# [Extracted records]
■ ■ ■ ■ ■

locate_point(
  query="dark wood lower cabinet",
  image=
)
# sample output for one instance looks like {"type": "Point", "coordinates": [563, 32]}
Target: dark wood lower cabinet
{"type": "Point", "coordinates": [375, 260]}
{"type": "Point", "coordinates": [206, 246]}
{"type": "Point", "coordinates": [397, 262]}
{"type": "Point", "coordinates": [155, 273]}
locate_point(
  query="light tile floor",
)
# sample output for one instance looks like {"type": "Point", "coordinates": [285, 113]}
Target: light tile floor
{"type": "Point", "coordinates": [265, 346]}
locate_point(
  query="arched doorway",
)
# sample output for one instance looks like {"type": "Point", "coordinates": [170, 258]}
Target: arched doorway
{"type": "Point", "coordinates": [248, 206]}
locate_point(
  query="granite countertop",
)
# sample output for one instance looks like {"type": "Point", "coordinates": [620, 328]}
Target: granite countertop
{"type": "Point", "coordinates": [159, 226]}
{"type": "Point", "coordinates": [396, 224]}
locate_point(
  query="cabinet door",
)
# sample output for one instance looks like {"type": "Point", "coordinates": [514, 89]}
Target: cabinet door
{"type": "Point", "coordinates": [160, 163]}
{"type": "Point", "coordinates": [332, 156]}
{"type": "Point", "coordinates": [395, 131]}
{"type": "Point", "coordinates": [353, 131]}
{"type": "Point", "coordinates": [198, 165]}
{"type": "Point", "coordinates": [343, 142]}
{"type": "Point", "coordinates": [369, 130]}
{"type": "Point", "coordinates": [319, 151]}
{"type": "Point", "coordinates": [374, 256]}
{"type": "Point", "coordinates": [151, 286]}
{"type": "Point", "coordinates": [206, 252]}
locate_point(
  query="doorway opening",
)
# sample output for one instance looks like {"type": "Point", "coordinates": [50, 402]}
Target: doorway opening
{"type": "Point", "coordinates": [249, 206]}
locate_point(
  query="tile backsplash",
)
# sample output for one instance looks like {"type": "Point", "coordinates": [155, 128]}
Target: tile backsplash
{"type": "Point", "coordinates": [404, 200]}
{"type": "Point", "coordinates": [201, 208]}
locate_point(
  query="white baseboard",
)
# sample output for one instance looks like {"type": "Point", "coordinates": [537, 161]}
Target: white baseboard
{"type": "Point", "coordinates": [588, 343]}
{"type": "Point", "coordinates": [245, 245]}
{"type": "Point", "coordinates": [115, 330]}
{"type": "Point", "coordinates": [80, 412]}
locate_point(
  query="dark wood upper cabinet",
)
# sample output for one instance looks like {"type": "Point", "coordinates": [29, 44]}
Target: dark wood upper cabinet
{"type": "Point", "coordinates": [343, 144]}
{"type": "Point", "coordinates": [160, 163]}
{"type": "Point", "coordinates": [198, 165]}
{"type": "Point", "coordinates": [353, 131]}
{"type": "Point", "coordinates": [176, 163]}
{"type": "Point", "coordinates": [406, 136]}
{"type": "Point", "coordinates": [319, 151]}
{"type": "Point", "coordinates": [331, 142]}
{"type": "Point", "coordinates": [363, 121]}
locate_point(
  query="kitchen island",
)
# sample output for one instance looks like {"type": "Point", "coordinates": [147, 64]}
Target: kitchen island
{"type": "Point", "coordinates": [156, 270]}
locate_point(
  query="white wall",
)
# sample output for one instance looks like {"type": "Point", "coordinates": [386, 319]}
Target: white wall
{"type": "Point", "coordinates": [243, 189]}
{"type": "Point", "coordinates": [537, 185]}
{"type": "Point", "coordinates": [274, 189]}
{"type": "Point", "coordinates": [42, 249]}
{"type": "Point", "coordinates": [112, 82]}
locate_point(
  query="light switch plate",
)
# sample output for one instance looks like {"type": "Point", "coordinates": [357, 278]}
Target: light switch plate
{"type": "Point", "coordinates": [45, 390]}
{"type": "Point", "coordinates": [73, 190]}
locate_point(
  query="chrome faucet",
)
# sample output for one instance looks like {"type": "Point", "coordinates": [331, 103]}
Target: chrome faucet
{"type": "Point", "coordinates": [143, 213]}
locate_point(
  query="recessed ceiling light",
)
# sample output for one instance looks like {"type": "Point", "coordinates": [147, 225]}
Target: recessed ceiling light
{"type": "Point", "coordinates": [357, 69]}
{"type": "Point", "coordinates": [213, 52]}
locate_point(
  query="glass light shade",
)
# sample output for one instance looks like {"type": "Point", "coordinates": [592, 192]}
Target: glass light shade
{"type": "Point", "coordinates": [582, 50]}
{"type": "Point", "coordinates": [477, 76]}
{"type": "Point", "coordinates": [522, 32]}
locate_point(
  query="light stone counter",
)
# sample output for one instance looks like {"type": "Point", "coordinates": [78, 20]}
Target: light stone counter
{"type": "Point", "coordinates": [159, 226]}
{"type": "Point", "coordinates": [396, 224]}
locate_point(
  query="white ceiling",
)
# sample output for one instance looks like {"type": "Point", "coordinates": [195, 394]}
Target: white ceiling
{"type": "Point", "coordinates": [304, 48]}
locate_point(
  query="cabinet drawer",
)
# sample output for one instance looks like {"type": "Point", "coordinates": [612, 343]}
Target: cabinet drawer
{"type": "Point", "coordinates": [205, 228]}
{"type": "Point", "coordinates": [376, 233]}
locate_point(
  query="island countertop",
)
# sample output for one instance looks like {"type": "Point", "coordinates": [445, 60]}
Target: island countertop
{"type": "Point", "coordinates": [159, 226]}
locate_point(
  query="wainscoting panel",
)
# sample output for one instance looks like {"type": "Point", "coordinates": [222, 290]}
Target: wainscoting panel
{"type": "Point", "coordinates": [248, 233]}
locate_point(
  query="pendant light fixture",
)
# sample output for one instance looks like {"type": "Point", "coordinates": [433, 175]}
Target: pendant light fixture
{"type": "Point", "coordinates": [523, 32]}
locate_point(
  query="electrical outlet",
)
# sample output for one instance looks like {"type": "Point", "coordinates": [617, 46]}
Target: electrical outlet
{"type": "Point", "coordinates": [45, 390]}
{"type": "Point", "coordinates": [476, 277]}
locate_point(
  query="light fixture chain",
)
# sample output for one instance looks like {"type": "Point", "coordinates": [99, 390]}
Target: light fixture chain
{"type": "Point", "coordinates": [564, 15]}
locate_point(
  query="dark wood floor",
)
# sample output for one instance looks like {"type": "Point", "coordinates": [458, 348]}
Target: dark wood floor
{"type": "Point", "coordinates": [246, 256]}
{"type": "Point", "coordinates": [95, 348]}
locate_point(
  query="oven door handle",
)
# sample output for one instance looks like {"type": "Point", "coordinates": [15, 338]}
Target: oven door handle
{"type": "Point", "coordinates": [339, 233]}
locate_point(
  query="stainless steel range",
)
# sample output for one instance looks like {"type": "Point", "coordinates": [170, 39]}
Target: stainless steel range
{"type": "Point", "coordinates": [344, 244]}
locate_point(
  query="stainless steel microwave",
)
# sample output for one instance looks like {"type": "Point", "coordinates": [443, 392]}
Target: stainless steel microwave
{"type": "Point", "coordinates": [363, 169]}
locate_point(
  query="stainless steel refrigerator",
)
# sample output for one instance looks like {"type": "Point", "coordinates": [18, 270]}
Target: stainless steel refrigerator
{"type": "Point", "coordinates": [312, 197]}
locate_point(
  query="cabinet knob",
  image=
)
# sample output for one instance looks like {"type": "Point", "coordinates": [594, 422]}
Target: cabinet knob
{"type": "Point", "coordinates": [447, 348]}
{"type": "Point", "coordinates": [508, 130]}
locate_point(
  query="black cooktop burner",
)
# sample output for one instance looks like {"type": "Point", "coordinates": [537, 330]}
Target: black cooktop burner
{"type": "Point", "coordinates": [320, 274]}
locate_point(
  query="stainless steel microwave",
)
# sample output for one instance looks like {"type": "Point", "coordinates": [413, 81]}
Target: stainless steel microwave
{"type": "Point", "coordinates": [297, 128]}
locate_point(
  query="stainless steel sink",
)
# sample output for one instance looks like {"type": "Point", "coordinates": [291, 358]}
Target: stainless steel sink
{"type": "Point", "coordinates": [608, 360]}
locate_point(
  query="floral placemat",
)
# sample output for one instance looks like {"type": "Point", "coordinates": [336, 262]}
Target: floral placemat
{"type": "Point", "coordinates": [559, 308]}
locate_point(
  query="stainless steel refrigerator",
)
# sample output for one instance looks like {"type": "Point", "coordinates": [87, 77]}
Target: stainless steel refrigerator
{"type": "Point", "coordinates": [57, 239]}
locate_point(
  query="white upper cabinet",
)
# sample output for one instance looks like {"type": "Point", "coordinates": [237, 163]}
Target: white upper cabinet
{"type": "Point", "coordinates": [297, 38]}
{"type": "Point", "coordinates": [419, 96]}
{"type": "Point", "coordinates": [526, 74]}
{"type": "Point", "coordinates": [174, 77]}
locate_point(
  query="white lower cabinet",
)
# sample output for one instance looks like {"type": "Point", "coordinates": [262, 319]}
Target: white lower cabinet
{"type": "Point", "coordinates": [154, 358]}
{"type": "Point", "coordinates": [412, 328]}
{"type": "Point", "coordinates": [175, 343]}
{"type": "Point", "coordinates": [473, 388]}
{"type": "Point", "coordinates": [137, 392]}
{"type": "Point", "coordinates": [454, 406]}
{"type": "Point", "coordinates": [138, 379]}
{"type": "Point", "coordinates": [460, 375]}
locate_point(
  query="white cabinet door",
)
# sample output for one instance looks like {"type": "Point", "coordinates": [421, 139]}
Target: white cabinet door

■ ■ ■ ■ ■

# [PROBLEM TO WORK ON]
Gather every line of the data above that contains the word "outlet". Case counts.

# [WRITTEN REPLY]
  query="electrical outlet",
Target: electrical outlet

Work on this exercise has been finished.